Object position labeling records:
* Begin *

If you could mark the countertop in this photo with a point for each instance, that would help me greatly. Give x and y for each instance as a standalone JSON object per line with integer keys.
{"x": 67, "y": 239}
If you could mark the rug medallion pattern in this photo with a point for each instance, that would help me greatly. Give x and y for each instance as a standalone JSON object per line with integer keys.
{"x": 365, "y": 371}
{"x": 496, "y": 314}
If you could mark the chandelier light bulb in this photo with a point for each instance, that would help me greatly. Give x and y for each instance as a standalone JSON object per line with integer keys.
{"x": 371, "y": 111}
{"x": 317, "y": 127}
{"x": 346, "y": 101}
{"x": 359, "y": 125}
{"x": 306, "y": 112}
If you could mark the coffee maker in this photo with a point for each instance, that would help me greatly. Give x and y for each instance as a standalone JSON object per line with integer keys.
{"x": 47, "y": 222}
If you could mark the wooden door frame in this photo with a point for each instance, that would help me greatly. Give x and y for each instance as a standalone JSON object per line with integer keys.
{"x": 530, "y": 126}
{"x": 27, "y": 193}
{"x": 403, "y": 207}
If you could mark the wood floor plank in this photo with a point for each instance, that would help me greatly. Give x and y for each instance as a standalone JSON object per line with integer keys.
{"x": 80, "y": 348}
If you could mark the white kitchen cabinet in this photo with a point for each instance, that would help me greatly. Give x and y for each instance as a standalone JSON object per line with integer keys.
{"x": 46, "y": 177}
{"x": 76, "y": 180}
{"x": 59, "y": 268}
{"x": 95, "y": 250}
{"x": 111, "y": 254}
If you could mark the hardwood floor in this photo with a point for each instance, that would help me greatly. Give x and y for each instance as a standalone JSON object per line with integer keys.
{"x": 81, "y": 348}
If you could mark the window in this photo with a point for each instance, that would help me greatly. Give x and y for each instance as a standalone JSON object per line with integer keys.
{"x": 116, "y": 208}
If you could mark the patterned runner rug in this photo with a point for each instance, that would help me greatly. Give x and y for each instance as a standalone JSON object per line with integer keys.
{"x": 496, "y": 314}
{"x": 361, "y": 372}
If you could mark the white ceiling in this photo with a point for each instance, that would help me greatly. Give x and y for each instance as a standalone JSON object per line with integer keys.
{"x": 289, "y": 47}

* End *

◆ **PROBLEM REQUIREMENTS**:
Reproduce every one of the records above verbatim, line by line, with no changes.

◆ **OUTPUT FOR THIS TASK**:
If you could mark the countertop in this photo with a point for each instance, that would help me greatly. Give x and y for each instance as a standalone JSON object per line with integer keys.
{"x": 67, "y": 239}
If you could mark the rug medallion pattern in this photo with a point for each instance, that would help me greatly. Give x and y for each instance as a standalone JSON object per line with integer keys.
{"x": 365, "y": 371}
{"x": 496, "y": 314}
If you could mark the chandelier light bulb in this photo with a point for each instance, that would help me greatly. Give x and y for each instance as a standalone JSON object per line with integer keys.
{"x": 371, "y": 111}
{"x": 317, "y": 127}
{"x": 346, "y": 101}
{"x": 359, "y": 125}
{"x": 306, "y": 112}
If you could mark the coffee maker in this photo with a point for each instance, that would help me greatly. Give x and y for each instance as a standalone JSON object per line with integer keys.
{"x": 47, "y": 222}
If you could mark the wooden door frame in this photo with a point for each instance, that would help me greatly. Give x and y for each instance as a standalone JSON object per line with integer keys.
{"x": 530, "y": 126}
{"x": 27, "y": 193}
{"x": 403, "y": 207}
If you could mark the wood floor plank in this photo with a point for each instance, that would help me greatly. Give x and y for each instance as a standalone JSON object per line with integer keys.
{"x": 80, "y": 348}
If you could mark the white kitchen cabinet in this photo with a point for each instance, that would help me greatly. Give x and y for each instance as a standalone JSON object per line with integer keys.
{"x": 46, "y": 177}
{"x": 76, "y": 180}
{"x": 59, "y": 268}
{"x": 95, "y": 250}
{"x": 111, "y": 254}
If you could mark the hardwood floor in this photo with a point for each instance, that would help me greatly. Give x and y for each instance as a standalone JSON object per line with integer keys.
{"x": 81, "y": 348}
If you could mark the window in this photo with a point for each instance, that would help me greatly. Give x and y for each instance as a standalone JSON object per line with integer keys.
{"x": 116, "y": 208}
If you could mark the patterned runner rug in this photo with a point for each instance, that would help me greatly. Give x and y for each instance as a standalone JSON object per line with integer keys.
{"x": 496, "y": 314}
{"x": 361, "y": 372}
If you could mark the white ceiling in this photo with a point for each instance, that would help me greatly. Give x and y for each instance as a standalone JSON object per line with integer keys.
{"x": 289, "y": 47}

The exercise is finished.